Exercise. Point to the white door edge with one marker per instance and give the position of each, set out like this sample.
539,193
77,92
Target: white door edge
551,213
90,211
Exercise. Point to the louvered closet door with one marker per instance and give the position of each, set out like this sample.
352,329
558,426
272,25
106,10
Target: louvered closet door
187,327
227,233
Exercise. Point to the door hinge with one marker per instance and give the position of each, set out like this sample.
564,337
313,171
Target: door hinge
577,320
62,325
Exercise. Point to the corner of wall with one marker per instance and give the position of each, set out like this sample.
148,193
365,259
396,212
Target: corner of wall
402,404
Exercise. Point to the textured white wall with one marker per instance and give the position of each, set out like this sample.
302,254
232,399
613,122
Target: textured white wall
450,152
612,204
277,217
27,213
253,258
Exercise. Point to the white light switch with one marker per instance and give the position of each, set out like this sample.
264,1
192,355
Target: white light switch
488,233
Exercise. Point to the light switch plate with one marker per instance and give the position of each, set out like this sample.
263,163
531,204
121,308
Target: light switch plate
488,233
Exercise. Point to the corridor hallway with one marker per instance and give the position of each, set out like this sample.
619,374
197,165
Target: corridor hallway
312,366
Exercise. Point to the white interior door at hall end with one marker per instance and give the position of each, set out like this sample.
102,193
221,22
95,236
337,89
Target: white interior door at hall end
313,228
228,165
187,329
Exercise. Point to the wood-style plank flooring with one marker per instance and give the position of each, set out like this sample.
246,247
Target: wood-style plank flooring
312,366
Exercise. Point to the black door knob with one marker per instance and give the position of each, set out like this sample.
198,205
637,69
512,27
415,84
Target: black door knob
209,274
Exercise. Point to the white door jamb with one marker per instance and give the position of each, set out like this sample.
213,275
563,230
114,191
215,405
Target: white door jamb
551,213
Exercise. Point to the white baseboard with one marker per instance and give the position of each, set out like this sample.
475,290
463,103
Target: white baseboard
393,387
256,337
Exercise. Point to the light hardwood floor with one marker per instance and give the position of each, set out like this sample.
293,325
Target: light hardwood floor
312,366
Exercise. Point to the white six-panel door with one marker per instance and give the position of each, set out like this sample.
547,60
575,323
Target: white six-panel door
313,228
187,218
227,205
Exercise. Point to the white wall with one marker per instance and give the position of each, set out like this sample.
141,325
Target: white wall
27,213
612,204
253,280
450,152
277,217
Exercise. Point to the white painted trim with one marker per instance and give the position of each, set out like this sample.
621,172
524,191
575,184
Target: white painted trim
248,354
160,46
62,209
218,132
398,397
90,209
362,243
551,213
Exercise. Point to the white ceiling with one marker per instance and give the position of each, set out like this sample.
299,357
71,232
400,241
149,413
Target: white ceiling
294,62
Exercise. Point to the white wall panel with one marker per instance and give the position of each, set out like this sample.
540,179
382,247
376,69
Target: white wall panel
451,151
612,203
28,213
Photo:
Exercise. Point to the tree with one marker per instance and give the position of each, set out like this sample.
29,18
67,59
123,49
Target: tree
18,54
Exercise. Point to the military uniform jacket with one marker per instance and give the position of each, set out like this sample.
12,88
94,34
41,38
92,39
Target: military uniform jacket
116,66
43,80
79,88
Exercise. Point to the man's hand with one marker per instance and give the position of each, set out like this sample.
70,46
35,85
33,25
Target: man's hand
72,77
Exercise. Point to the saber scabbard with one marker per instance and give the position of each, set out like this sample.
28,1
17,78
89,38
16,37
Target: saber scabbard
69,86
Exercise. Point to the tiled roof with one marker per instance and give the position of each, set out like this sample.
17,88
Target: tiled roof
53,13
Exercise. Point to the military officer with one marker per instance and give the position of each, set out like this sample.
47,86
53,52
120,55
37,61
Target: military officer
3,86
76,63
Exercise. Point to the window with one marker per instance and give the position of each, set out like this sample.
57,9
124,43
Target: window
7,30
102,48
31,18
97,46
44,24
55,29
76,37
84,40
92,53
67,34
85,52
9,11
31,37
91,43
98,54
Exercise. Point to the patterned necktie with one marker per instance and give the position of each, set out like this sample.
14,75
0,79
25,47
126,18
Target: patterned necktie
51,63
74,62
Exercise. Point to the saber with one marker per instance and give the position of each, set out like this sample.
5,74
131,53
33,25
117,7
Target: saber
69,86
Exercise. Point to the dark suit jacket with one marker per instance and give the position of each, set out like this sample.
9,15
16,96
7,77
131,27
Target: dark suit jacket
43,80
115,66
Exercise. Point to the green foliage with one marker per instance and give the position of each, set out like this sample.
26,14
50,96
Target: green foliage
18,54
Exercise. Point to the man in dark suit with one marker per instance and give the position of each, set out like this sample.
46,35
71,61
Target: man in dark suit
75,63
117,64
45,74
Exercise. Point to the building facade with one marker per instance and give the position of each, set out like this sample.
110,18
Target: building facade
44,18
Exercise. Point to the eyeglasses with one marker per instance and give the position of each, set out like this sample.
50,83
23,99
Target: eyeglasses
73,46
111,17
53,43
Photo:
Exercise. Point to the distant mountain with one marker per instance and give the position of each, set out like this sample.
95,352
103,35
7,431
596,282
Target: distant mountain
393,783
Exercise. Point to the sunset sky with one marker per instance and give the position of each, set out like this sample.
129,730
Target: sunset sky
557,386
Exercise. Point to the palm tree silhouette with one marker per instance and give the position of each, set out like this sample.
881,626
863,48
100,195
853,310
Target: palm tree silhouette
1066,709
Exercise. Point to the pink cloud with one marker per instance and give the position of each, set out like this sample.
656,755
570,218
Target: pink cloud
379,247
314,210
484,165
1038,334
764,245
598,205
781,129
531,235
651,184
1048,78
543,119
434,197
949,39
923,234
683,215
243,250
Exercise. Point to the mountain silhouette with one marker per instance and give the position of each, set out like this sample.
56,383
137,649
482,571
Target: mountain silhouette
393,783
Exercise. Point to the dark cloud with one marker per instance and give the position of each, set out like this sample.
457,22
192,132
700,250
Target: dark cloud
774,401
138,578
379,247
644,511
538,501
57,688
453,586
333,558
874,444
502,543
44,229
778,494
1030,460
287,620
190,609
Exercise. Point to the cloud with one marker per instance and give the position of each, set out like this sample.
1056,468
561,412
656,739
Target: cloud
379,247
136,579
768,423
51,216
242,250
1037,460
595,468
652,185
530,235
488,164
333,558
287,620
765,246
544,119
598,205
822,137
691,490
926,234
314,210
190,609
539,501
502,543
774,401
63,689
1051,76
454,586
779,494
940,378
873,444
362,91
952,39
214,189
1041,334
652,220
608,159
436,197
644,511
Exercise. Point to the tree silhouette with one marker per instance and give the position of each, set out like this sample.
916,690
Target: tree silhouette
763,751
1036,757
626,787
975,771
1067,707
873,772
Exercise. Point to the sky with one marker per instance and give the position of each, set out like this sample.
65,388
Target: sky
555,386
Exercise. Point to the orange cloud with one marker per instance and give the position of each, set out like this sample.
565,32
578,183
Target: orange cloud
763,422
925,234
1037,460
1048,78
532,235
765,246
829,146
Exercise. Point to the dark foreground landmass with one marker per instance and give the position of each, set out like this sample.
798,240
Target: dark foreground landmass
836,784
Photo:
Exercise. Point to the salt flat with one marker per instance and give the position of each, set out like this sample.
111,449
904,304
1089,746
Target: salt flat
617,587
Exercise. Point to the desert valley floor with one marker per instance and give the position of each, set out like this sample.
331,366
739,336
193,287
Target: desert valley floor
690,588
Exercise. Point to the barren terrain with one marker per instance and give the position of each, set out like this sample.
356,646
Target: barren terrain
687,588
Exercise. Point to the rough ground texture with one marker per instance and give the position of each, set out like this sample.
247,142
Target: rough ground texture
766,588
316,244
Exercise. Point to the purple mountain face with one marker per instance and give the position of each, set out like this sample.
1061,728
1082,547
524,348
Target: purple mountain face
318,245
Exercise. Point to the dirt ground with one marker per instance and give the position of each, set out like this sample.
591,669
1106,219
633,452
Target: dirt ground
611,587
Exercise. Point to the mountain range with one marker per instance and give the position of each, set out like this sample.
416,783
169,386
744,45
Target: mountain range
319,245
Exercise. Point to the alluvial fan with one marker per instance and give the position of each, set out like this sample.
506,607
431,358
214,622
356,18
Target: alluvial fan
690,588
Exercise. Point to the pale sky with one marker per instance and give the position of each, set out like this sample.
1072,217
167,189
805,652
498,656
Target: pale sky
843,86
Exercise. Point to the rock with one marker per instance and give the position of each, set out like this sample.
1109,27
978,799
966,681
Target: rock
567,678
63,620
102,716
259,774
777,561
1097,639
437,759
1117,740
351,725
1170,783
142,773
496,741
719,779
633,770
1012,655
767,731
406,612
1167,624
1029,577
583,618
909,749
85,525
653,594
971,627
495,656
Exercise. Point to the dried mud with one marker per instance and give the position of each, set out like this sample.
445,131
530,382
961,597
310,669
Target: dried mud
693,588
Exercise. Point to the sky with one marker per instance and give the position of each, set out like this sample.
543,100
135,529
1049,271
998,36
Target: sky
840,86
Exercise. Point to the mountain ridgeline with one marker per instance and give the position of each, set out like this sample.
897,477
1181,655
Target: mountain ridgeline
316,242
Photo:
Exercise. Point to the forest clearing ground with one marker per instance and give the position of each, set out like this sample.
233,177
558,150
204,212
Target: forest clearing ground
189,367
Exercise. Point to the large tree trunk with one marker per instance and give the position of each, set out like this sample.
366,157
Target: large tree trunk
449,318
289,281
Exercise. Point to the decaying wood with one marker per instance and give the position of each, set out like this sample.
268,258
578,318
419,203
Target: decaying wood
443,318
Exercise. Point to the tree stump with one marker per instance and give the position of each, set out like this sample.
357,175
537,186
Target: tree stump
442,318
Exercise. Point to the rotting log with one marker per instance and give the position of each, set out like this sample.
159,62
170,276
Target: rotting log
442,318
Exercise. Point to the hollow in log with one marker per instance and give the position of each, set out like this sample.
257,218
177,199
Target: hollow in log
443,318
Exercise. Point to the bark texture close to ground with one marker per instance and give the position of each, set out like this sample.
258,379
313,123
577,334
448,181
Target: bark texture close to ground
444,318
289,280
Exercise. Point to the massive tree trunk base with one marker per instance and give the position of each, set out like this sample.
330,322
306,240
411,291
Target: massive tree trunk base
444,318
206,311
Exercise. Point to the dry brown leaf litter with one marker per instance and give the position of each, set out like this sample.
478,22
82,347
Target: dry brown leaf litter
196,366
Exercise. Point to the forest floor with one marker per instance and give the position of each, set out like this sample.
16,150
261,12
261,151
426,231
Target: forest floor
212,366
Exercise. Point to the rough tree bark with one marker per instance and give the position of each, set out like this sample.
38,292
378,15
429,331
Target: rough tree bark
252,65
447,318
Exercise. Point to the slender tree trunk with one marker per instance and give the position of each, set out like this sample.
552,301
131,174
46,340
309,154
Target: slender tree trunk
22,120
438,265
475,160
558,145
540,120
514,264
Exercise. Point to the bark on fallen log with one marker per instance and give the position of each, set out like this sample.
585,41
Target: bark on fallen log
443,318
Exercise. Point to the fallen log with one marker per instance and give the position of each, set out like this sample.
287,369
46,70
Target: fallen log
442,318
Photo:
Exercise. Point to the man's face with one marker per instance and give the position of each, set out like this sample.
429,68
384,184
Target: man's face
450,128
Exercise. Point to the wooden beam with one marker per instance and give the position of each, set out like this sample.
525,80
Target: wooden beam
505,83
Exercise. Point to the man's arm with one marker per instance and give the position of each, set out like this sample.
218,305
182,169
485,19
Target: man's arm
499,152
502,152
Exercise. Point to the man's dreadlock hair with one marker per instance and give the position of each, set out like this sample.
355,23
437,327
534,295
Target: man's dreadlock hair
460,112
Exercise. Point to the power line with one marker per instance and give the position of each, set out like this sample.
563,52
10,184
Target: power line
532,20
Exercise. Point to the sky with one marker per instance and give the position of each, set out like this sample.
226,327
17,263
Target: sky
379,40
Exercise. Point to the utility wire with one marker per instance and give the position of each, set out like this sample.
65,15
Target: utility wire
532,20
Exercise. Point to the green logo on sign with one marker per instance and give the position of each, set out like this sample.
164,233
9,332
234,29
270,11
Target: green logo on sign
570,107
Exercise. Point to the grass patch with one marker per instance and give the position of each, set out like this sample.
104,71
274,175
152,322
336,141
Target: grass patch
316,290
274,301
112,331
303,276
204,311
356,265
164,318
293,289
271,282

+---+

What is being asked → The answer should consist solely of the lines from the first line above through the one with "Exercise. Point to the white interior", both included, repeated exactly.

Task solution →
Exercise. Point to the white door edge with one marker per instance and give the position of each, set out like this sample.
539,193
77,92
Target: white door edge
551,213
90,211
Exercise. Point to the louvered closet door with one marker per instance and give the position of each, set out like this sample.
352,329
558,426
272,25
106,10
Target: louvered closet door
187,327
227,233
Exercise. Point to the door hinge with one marker per instance and give the position of each, set out like this sample.
564,337
313,171
Target: door hinge
577,320
62,325
Exercise. Point to the corner of wall with one marker per instance and give the position of each, set out like this sample.
148,193
365,259
396,212
Target: corner of wall
402,404
Exercise. Point to the textured white wall with one marker per instance and give the position of each, set out like this sample.
302,254
232,399
613,122
Target: textured white wall
450,152
612,204
277,217
27,213
253,258
Exercise. Point to the white light switch with one marker per instance and give the position of each, set out like this sample.
264,1
192,355
Target: white light switch
488,233
Exercise. Point to the light switch plate with one marker per instance and give the position of each, set out like this sample.
263,163
531,204
121,308
Target: light switch plate
488,233
Exercise. Point to the corridor hallway with one marker per instance and give the position of each, set out like this sample.
619,374
197,165
Target: corridor hallway
312,366
Exercise. Point to the white interior door at hall end with one marker per instance and give the position of each, set out like this sample.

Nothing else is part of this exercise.